EXERCISE BRIEF: Display each line of the data below that contains the word "every". Letter case matters, so match only lines where the word appears with the same capitalization.

RECORD EXTRACTS:

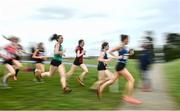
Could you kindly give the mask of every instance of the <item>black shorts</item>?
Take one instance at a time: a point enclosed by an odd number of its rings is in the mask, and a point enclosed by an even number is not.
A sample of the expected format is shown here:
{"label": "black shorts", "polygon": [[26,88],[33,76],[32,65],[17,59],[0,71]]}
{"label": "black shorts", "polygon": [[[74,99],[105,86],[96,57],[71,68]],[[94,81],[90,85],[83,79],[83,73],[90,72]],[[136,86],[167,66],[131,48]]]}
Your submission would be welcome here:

* * *

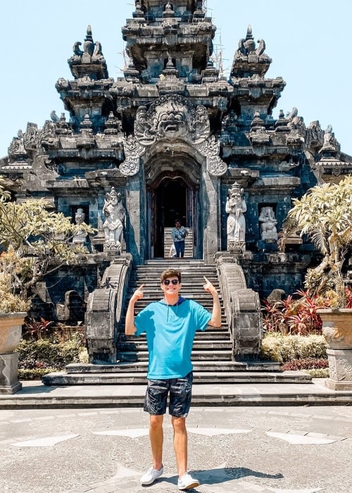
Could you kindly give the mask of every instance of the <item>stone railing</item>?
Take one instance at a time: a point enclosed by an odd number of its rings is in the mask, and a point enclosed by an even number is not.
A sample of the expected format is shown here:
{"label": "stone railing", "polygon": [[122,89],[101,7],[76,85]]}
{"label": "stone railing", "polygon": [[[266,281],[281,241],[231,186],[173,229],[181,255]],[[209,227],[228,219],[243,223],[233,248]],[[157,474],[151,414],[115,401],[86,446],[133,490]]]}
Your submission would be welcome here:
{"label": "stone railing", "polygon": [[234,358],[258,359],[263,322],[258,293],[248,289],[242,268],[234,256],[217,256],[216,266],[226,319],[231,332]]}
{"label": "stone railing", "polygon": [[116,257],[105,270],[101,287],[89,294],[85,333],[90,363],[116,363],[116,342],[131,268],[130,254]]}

* * *

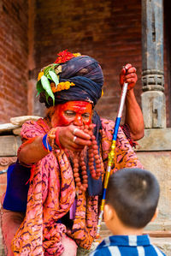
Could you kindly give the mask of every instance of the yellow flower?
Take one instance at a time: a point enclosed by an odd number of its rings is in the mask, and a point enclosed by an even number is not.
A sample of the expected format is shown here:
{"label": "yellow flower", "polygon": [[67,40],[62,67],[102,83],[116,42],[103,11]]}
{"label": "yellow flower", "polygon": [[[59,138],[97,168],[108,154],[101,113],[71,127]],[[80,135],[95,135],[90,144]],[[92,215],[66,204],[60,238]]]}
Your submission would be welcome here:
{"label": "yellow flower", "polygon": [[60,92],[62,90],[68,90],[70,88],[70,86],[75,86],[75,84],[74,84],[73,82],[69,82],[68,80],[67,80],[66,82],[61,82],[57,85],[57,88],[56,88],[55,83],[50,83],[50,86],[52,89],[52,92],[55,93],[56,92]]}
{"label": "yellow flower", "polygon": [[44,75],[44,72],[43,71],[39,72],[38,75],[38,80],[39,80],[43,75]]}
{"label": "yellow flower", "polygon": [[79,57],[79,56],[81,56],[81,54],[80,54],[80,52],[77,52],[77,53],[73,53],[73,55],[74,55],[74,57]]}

ANSWER IN FULL:
Could you kindly give the mask of every instance of the <item>black shorts</item>?
Could you kindly give the mask of every instance of the <item>stone railing</item>?
Could you kindly give the mask of every instance of the yellow flower?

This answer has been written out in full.